Extracted text ::
───

If I've got two batteries of the same capacity, one is 12V and the other is, say, 18V with a step down buck converter, will I essentially be able to power my load at 12V for longer? I know that a battery's voltage will decrease as it discharges, so it seems to me that a better way to power a load with a more stable voltage (and maybe for a longer period of time at this voltage) would be to power it with a higher voltage battery and step that voltage down. Is this true?
The other guys are right in theory or abstract. And certainly, whichever battery has higher energy storage will likely last longer.
But from a product design perspective it is a good idea to use a battery pack that is a bit higher in voltage than what you need and buck down to your desired voltage. So I think you are very much on the right track in your thinking and approach. A simple buck will be easier to find and cheaper and more efficient than a buck/boost.
Let us consider 12V. If you use a 3S lithium ion battery pack, your span will be something like 12.6-10V. If you need 12V, then you will have to buck/boost. But if you go 4S, then your span will be 16.8-13.2V. So you can use a buck. That is going to be easier and more efficient.
In low-current, low cost applications, a linear regulator may also be considered instead of a buck. Typically linear regulators can be designed with lower quiescent currents than a buck. So the overall system battery life may not be any worse when the low quiescent current is factored in. I doubt that is the case for you, though. Usually 12V applications are not low-power.
What matters in not voltage, it's energy.
The energy in a battery is quoted in Wh (watt-hours). Many still don't specify the watt-hour capacity but do quote the Ah (amp-hour) capacity. With this and the battery voltage you can calculate the Wh capacity from:
$$ Wh = V \times Ah $$.
Compare the two.
If you use a step-down converter you need to factor the efficiency of that into the calculations.
Assuming we are comparing apple with apples, ie. both batteries have the same energy capacity and power, there is no fundamental difference between them. So you are looking at secondary effects such as converter efficiency and the load's tolerance for voltage variation.

───

Problems ::
[1] Answer these from the battery voltage thread:
(a) What voltage span does the thread give for a 3S lithium ion pack?
(b) In what unit is the energy in a battery quoted?
(c) Compared with a buck, what can linear regulators typically be designed with?
[2] Restate the battery voltage thread from "If I've got" to "Is this true?", swapping "load" for "circuit".
[3] Write the next part of the battery voltage thread, picking up after its final sentence.

Information given ::
───

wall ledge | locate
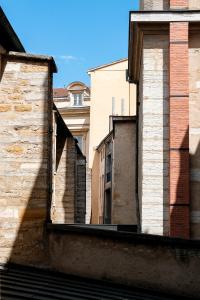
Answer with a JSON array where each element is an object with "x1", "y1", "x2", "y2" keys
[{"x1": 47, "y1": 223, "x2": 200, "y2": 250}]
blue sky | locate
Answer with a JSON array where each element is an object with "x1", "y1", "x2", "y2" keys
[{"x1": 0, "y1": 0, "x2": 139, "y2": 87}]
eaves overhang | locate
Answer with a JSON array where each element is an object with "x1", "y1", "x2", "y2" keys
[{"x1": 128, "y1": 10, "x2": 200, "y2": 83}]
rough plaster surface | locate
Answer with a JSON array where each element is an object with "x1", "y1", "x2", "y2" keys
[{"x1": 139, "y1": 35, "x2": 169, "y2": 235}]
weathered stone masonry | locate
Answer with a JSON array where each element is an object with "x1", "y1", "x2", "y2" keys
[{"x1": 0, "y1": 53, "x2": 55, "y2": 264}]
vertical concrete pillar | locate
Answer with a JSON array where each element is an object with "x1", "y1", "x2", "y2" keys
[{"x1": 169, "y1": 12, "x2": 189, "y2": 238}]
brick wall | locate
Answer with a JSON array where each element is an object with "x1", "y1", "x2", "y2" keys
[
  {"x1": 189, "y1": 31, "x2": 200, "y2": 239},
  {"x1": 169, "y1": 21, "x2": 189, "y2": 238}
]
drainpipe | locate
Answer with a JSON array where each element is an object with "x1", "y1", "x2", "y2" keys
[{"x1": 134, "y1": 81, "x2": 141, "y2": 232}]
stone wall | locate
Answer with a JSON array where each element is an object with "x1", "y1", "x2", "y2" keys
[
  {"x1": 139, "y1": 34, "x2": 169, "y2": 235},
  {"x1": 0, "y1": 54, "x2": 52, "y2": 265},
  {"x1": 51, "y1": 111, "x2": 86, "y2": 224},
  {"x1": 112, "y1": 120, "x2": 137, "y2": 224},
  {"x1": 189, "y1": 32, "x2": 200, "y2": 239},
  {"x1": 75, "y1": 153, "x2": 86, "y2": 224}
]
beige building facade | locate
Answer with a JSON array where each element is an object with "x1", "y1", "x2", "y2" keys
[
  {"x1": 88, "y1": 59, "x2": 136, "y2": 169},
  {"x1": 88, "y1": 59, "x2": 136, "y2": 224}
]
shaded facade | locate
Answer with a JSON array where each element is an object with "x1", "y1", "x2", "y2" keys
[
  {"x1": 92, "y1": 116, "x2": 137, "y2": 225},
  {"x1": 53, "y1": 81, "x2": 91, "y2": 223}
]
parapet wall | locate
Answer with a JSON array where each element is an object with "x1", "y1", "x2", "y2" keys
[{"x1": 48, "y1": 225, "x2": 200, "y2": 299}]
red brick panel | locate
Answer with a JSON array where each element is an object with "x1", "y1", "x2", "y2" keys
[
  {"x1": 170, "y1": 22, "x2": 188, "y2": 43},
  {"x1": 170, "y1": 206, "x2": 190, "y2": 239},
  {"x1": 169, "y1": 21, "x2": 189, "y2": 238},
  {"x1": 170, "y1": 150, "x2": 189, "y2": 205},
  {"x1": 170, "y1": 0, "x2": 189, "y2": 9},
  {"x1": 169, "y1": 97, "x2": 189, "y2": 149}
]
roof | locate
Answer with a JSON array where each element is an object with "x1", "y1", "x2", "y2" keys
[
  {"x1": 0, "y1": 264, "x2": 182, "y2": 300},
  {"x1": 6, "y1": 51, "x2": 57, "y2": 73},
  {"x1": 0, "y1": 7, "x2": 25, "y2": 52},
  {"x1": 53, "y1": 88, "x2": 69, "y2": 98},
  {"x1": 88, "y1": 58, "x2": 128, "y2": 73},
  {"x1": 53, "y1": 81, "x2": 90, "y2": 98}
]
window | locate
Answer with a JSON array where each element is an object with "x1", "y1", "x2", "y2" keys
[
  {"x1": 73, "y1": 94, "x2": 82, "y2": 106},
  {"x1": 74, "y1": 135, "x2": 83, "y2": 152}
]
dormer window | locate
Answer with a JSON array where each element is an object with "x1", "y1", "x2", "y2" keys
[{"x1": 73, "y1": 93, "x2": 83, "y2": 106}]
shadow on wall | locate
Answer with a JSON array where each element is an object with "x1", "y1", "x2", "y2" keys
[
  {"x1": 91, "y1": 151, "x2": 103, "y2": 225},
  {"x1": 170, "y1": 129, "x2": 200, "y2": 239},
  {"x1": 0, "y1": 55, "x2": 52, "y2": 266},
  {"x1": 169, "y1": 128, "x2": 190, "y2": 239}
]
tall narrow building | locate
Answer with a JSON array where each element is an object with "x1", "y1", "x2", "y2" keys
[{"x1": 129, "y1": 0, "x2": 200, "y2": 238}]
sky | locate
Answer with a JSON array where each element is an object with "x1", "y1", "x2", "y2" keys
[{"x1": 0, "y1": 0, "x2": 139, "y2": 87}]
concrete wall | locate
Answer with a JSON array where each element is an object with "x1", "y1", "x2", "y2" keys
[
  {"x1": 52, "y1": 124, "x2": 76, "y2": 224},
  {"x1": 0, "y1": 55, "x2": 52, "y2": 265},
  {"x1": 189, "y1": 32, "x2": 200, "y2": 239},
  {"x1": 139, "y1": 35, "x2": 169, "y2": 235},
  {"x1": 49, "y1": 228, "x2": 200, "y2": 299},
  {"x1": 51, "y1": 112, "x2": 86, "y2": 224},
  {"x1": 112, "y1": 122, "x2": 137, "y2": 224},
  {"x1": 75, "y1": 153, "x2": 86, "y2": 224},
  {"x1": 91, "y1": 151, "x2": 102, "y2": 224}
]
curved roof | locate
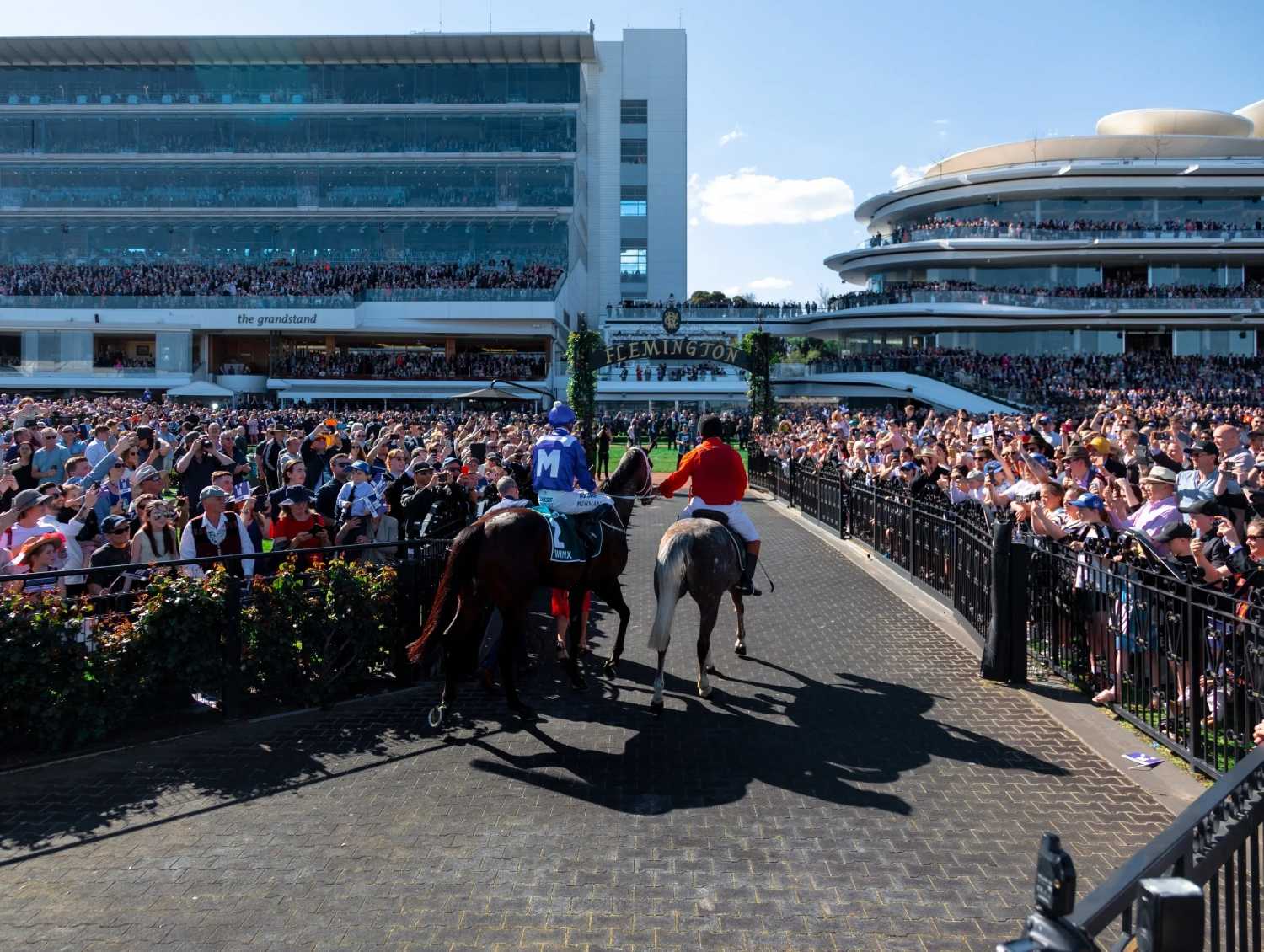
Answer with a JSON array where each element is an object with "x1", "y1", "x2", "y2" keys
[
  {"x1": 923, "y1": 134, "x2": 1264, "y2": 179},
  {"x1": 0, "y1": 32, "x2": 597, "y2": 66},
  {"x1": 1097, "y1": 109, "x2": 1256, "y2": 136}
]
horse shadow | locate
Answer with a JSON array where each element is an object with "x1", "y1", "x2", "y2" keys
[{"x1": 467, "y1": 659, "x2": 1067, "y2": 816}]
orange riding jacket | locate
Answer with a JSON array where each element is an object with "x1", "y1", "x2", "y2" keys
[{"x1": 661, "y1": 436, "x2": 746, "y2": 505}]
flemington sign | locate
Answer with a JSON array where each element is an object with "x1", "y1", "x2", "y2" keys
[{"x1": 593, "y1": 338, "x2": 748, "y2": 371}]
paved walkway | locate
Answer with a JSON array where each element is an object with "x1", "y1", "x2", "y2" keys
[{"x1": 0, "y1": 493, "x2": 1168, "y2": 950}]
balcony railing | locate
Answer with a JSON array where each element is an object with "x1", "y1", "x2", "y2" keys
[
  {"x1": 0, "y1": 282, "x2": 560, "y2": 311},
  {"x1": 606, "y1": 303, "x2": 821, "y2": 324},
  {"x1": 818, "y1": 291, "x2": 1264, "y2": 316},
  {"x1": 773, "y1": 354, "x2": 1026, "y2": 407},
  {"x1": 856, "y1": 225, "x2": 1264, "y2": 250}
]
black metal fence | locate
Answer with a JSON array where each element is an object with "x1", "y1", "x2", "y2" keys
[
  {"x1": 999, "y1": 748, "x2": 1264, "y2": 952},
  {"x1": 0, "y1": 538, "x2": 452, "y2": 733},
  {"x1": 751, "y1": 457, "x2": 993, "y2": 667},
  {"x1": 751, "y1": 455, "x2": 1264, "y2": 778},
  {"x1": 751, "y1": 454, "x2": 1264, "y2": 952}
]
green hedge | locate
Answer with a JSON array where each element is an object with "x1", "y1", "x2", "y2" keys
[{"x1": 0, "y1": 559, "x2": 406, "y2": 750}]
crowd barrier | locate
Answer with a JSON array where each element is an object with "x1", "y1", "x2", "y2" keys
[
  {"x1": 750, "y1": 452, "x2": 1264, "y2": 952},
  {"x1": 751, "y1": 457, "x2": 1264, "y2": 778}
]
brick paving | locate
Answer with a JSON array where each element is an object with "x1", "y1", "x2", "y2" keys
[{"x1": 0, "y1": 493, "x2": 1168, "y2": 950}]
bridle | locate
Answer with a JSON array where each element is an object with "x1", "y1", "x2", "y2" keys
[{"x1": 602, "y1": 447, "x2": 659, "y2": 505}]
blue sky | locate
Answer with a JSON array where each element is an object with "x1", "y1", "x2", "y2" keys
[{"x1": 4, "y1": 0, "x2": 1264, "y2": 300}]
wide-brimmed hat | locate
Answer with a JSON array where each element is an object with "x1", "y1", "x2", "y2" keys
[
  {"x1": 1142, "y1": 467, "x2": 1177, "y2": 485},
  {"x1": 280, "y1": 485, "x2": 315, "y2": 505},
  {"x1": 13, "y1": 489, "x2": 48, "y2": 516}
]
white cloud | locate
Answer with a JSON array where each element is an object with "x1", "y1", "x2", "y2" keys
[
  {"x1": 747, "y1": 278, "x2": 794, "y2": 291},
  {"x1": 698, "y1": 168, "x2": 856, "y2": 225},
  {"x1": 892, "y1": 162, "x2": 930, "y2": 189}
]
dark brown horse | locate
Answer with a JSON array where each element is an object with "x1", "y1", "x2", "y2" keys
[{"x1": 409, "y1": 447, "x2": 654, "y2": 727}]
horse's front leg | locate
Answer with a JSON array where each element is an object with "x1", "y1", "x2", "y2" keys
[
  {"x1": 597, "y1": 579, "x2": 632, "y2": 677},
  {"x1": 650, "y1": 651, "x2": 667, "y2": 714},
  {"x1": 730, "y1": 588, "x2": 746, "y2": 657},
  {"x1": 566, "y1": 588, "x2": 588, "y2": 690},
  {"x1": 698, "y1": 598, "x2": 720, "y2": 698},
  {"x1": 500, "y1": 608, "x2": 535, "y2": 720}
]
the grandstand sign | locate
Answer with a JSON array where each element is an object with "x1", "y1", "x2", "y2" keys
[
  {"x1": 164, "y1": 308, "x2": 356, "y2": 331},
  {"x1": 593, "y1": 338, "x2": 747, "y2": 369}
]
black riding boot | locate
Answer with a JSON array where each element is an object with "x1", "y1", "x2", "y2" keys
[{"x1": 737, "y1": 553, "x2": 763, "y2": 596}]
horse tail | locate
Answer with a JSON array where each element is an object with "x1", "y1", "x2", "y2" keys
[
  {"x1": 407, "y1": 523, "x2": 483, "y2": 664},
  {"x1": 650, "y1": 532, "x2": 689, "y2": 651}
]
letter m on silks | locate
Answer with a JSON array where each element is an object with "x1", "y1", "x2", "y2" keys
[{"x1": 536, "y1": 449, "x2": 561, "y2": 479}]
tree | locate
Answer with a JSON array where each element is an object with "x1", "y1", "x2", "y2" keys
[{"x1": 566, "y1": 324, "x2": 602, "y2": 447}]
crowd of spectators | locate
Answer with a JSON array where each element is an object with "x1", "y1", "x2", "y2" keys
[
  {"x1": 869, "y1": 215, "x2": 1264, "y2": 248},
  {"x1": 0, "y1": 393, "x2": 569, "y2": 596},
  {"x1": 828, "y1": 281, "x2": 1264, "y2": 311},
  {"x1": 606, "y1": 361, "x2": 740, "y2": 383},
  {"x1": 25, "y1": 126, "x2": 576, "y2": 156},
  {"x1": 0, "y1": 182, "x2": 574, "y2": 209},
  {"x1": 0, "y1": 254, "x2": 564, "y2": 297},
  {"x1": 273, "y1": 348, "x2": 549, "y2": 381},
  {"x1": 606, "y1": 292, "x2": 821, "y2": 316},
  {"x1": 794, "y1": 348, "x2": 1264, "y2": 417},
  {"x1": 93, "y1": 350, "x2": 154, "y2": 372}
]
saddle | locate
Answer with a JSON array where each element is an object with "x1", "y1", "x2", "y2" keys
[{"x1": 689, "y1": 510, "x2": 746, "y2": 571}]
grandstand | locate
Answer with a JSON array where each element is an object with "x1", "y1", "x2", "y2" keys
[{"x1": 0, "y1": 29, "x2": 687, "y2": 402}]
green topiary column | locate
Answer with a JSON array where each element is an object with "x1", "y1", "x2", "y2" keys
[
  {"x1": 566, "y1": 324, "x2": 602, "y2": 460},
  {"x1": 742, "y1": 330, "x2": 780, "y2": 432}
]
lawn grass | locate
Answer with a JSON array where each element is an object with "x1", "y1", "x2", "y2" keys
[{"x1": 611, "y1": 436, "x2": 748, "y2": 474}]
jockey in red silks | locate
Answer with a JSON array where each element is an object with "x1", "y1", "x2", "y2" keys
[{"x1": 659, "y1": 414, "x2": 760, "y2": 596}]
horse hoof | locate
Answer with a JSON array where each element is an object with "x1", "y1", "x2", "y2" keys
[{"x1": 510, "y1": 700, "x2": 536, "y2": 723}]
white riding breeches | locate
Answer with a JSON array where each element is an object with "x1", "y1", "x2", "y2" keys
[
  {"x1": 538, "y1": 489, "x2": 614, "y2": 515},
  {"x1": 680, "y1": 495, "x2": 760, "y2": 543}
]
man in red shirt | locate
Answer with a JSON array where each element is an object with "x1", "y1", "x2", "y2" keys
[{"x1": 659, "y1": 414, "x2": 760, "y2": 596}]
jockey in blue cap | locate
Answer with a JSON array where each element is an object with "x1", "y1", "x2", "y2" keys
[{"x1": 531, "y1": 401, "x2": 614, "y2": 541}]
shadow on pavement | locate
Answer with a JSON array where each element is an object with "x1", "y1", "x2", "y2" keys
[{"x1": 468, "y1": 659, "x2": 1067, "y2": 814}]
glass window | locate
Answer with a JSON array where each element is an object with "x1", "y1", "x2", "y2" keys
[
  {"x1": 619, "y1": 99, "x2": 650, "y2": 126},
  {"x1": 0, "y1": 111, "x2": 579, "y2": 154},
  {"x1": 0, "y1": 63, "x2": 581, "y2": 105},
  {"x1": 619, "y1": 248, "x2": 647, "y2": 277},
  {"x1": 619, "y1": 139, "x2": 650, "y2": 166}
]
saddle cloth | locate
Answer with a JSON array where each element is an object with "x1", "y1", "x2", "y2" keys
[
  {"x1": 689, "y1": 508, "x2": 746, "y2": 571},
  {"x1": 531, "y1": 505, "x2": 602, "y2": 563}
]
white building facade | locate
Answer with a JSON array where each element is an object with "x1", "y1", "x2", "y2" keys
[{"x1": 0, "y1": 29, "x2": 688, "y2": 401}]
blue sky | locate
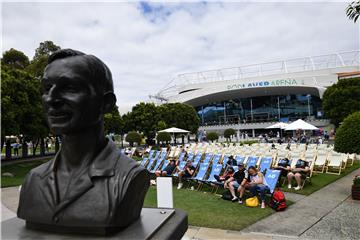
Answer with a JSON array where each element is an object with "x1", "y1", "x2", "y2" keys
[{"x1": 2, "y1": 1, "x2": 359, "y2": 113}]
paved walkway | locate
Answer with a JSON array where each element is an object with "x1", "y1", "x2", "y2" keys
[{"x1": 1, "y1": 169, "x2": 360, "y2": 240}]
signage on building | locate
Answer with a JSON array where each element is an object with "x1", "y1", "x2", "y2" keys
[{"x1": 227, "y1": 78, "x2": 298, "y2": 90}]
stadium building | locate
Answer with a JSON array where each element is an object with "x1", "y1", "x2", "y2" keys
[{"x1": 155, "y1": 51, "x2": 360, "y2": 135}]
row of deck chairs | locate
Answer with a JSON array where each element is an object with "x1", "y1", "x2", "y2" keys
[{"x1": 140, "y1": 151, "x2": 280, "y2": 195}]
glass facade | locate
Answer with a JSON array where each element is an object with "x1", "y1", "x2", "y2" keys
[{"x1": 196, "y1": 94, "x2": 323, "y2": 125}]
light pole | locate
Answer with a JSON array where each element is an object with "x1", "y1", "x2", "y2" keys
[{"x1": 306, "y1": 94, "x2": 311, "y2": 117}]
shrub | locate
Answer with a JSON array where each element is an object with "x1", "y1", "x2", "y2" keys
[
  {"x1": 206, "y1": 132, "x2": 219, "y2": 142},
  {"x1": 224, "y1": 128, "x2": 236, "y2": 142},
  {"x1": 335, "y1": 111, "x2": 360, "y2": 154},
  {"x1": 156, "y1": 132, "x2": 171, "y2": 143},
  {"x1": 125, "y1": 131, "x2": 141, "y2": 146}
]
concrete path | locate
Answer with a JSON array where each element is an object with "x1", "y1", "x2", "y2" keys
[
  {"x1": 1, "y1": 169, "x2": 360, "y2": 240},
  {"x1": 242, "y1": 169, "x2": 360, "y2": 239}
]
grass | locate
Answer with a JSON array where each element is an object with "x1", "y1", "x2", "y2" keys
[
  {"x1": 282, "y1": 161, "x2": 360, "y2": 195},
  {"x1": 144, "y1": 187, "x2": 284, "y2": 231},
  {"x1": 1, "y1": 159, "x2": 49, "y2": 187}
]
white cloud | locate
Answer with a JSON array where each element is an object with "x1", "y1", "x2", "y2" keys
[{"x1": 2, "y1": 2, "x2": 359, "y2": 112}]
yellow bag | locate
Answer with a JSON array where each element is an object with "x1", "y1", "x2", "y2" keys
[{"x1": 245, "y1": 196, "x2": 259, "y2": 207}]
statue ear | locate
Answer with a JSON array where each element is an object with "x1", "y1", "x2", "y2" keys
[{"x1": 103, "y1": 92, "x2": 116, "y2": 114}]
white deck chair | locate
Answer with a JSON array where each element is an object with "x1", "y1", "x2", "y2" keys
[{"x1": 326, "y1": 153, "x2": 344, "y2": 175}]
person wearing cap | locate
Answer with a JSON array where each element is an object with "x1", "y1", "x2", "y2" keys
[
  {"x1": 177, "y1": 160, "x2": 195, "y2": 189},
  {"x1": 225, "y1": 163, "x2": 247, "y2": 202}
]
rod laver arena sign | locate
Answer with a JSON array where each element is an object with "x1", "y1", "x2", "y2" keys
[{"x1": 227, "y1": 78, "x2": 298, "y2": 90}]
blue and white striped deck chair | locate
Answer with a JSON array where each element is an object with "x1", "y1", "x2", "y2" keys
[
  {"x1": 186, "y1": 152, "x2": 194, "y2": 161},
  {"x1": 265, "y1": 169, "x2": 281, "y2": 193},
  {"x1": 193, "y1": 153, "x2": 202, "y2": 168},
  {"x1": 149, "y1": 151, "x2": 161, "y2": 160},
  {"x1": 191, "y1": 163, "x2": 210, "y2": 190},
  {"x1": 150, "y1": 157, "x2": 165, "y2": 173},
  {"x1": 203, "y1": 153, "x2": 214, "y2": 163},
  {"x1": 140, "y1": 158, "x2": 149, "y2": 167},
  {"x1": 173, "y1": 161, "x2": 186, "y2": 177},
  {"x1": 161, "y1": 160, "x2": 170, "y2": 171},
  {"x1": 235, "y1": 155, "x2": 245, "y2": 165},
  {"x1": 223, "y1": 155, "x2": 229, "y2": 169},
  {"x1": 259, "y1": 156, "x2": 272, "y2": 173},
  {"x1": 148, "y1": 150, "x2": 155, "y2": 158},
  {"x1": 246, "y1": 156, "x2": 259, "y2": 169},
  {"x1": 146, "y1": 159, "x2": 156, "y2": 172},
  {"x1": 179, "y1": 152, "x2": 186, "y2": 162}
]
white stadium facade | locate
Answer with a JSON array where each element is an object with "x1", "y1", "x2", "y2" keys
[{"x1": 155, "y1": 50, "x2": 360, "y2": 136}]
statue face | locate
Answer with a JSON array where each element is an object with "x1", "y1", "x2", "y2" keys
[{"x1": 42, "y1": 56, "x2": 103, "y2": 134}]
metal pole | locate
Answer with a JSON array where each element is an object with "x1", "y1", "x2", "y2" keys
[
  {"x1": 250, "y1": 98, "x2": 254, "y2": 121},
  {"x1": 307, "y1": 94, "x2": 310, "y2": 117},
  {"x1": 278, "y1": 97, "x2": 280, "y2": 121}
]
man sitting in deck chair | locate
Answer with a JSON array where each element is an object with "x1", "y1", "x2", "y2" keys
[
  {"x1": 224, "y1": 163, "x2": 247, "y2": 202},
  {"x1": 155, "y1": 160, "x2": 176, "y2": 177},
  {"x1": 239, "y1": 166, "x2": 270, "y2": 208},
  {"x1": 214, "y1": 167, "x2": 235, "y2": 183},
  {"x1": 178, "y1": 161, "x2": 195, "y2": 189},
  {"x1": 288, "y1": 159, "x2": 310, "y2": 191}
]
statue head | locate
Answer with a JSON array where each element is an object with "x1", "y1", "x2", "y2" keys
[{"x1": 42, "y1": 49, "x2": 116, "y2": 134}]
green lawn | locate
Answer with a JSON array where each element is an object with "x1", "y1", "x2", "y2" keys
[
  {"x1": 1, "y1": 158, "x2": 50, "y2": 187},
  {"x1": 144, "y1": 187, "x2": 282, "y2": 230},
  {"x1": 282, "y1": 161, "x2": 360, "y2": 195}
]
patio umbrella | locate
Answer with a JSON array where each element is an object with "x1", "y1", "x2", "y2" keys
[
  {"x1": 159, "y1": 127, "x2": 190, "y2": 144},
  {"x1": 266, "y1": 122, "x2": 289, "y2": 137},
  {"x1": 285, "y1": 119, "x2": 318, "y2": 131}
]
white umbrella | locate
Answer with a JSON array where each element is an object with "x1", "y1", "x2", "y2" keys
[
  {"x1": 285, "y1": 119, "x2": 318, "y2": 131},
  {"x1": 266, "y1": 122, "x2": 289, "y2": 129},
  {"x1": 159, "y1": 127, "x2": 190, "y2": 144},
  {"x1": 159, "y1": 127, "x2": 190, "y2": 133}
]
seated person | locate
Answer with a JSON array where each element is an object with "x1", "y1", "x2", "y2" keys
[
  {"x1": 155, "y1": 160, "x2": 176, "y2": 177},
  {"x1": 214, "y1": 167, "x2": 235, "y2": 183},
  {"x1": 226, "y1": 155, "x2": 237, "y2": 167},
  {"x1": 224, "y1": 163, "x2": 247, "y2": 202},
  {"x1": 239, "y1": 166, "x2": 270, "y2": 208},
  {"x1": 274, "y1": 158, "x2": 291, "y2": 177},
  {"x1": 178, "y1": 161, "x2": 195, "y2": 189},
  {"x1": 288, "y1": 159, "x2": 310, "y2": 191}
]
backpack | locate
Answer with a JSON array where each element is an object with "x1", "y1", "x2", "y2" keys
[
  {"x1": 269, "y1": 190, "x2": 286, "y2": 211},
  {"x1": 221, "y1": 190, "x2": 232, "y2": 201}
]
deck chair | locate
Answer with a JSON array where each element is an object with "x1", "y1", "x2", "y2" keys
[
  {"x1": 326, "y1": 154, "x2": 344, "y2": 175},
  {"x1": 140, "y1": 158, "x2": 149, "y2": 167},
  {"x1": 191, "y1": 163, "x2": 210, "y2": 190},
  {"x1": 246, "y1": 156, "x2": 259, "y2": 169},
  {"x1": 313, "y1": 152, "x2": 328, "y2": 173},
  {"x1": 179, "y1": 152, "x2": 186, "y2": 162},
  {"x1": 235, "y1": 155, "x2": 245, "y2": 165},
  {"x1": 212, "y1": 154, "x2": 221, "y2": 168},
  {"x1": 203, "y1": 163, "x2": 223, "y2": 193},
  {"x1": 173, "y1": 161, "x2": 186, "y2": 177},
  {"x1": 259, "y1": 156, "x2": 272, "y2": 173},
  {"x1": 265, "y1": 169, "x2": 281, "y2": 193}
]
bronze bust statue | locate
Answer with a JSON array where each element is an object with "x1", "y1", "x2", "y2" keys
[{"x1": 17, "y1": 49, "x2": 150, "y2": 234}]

───

Response list ::
[1]
(a) Something like 12.6-10V.
(b) Wh (watt-hours).
(c) Lower quiescent currents.

[2]
If I've got two batteries of the same capacity, one is 12V and the other is, say, 18V with a step down buck converter, will I essentially be able to power my circuit at 12V for longer? I know that a battery's voltage will decrease as it discharges, so it seems to me that a better way to power a circuit with a more stable voltage (and maybe for a longer period of time at this voltage) would be to power it with a higher voltage battery and step that voltage down. Is this true?

[3]
The primary advantage of a higher voltage stepped down is that the regulator can maintain constant output voltage throughout the discharge. If your load requires at least 12V for proper operation then this could extend run time significantly (if the '12V' battery drops below 12V toward the end of its discharge).
On the other hand the step-down regulator itself wastes some power, so the higher voltage setup may actually perform worse. Achieving high converter efficiency at both high and low currents is difficult. A load that needs high power for short periods (eg. DC motor) and/or spends long periods in standby (eg. telemetry transmitter) might be better powered directly from the battery.
Finally you should consider the extra bulk and weight of the regulator. To be truly equivalent the two systems should be the same size and weight, which means the higher voltage battery may have to be smaller to accommodate the regulator. A good example is a drone, where any weight increase results in lower run time. A higher voltage stepped down would suffer from extra loss in the buck regulator, plus the extra weight of the 'oversized' regulator required to handle peak motor currents.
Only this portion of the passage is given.